**EXERCISE OBJECTIVE**
Pull out each line below that contains the word "flag". Case counts.

Pointing and labeling entries
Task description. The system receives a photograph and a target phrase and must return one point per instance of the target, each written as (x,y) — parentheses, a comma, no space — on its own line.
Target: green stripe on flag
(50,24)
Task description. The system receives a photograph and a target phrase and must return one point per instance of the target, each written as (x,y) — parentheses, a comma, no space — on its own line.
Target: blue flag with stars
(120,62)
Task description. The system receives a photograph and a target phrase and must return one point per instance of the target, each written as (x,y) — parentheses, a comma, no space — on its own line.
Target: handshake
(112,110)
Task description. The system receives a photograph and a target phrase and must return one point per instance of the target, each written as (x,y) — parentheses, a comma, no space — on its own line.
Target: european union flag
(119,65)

---

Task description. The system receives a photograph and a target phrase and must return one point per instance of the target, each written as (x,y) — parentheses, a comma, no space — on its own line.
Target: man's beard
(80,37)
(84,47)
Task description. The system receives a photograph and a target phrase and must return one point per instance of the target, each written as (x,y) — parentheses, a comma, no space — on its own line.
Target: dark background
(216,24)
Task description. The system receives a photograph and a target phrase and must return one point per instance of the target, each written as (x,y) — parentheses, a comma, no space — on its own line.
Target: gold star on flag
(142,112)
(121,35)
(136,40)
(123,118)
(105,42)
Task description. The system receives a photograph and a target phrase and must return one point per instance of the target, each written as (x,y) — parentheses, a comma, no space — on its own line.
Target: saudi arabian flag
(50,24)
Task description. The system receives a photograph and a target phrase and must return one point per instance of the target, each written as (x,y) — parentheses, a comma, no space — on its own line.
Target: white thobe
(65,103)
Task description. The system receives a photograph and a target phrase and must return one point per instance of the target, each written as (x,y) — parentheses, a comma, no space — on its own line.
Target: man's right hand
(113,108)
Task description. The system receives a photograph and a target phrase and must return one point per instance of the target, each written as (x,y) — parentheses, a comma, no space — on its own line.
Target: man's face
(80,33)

**WRITTEN RESPONSE**
Target: green stripe on flag
Target: blue flag with stars
Target: european union flag
Target: gold star on flag
Target: saudi arabian flag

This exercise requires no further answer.